Label: Tooth & Nail
Release Date: 11/24/14
Reviewer: Ian Zandi
- Have I Always Loved You?
- I Can Make You Feel Young Again
- Like A Lie
- World Turn
- In Her Arms You Will Never Starve
A few weeks ago, I randomly decided to go hiking in the nearby foothills of Southern California. When I parked my car at the reservation, I browsed my phone to listen to something beautiful to go with the scenery. I was going to settle for listening to some M. Ward until I came across the early stream of Copeland’s Ixora on Spotify. I eagerly downloaded the album (as fast as music can download in the middle of nowhere anyway) and put my earbuds in preparation for an experience.
The album begins with some light harmonizing, acoustic guitar picking, and Aaron Marsh’s unmistakable vocals. This is very typical of the Copeland that we all know and love. About halfway through the song, the voice pitches are tinkered to fade in and out. This is the first sign of the transition of the old Copeland, to the new Copeland that we never knew we wanted. Thanks to an announcement cleverly planned on April Fools, the indie-rock band reunited to bring us this piece of art.

*Written request 1*
Retype the stretch of the Copeland album review that opens with the words containing "- I Can Make" and closes with "for an experience.".

*Entries shown*
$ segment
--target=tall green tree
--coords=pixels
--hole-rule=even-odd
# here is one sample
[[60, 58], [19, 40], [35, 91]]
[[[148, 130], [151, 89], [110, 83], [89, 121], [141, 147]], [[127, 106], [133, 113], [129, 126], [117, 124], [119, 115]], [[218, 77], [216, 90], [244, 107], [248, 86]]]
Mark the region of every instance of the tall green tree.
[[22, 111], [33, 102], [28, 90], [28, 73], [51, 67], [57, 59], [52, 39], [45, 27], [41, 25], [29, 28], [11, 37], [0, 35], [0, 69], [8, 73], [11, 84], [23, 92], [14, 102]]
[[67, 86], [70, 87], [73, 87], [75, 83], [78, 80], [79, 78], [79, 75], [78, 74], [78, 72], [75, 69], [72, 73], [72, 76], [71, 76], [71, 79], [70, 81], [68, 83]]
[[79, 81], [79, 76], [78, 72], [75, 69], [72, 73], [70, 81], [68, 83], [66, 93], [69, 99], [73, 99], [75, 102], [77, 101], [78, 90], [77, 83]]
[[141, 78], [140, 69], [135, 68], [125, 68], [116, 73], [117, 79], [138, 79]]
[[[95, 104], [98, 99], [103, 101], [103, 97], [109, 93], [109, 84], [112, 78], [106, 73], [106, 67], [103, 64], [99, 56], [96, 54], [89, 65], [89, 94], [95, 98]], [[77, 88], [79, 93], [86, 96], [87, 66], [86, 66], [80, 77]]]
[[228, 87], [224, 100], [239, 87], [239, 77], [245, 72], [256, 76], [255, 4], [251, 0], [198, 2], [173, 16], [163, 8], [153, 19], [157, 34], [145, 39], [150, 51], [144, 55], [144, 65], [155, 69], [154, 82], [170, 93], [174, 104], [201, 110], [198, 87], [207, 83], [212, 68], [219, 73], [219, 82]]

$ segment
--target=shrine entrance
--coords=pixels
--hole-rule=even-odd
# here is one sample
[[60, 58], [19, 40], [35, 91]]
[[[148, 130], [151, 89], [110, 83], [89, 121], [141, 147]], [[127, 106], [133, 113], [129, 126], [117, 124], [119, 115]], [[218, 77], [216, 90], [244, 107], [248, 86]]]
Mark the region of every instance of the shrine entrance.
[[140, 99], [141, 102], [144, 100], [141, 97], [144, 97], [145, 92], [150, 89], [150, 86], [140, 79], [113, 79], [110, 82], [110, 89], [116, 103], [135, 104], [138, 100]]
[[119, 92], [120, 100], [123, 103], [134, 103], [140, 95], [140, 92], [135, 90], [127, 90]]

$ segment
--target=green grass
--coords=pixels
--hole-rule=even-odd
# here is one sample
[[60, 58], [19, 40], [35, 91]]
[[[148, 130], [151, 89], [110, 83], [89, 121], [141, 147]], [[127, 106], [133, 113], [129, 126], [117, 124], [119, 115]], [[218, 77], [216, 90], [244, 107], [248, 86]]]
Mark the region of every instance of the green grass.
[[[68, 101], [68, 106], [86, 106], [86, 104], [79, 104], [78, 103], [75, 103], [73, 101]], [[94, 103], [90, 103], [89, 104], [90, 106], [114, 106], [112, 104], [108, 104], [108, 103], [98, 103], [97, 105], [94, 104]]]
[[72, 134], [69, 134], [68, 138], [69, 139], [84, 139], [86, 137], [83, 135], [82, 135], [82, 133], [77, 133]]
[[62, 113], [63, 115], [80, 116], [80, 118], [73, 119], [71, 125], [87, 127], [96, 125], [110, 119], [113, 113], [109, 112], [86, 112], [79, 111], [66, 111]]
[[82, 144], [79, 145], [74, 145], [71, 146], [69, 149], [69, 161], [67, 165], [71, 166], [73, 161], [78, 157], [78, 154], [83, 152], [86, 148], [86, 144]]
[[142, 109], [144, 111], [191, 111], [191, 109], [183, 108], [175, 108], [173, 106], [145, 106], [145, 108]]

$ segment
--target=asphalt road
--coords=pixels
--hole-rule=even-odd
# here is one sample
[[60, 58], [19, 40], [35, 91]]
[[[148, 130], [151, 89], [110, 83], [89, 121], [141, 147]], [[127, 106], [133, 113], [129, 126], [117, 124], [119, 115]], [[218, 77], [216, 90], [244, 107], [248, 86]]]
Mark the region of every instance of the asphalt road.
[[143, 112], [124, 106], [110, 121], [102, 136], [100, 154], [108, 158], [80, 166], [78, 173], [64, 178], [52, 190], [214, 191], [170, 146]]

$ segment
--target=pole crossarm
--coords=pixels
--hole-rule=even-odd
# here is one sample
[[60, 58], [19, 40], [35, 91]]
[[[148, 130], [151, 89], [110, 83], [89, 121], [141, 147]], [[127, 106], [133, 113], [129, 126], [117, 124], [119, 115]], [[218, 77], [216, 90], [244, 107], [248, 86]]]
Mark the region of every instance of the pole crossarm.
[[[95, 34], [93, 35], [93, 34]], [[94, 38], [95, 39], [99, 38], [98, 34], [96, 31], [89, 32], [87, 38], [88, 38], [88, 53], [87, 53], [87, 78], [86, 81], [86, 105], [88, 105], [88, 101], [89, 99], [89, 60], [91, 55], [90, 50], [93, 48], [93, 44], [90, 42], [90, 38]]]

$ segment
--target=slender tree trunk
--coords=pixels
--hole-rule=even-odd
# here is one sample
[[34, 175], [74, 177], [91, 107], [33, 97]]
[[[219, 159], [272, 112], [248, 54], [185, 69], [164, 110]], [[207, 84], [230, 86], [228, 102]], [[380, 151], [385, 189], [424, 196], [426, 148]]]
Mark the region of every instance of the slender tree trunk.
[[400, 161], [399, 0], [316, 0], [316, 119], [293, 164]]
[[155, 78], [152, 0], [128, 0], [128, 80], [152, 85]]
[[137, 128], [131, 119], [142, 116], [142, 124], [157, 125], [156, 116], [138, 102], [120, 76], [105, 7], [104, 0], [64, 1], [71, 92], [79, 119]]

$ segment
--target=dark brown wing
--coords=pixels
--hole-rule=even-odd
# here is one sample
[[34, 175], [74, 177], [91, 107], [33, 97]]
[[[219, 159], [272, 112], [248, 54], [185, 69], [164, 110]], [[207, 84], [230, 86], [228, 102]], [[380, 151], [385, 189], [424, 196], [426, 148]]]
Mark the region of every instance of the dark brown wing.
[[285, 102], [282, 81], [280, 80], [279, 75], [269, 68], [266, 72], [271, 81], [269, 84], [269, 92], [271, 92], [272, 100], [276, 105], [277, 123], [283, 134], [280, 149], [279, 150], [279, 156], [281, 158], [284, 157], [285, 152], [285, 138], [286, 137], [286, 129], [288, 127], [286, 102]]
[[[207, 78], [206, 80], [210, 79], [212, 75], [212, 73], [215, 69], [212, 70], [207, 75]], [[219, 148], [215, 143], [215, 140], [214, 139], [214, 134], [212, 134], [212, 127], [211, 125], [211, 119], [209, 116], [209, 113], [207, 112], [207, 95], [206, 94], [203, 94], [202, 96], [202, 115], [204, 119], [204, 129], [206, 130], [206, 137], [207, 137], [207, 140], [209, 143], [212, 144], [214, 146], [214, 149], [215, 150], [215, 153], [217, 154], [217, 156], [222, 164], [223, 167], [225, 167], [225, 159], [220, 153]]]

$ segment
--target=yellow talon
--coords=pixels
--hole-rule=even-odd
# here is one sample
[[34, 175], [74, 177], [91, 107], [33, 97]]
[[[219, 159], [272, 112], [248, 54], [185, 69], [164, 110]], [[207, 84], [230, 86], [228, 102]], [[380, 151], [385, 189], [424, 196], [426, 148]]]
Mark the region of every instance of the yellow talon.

*Written request 2*
Convert the part of the listing that opens with its first line and closes with the line containing "Mark the region of every instance of the tall" into a Markdown table with columns named "Row" and "Line", skipping any blank lines.

*Exercise response 1*
- I Can Make You Feel Young Again
- Like A Lie
- World Turn
- In Her Arms You Will Never Starve
A few weeks ago, I randomly decided to go hiking in the nearby foothills of Southern California. When I parked my car at the reservation, I browsed my phone to listen to something beautiful to go with the scenery. I was going to settle for listening to some M. Ward until I came across the early stream of Copeland’s Ixora on Spotify. I eagerly downloaded the album (as fast as music can download in the middle of nowhere anyway) and put my earbuds in preparation for an experience.

*Exercise response 2*
| Row | Line |
|---|---|
| 1 | $ segment |
| 2 | --target=tall green tree |
| 3 | --coords=pixels |
| 4 | --hole-rule=even-odd |
| 5 | # here is one sample |
| 6 | [[60, 58], [19, 40], [35, 91]] |
| 7 | [[[148, 130], [151, 89], [110, 83], [89, 121], [141, 147]], [[127, 106], [133, 113], [129, 126], [117, 124], [119, 115]], [[218, 77], [216, 90], [244, 107], [248, 86]]] |
| 8 | Mark the region of every instance of the tall green tree. |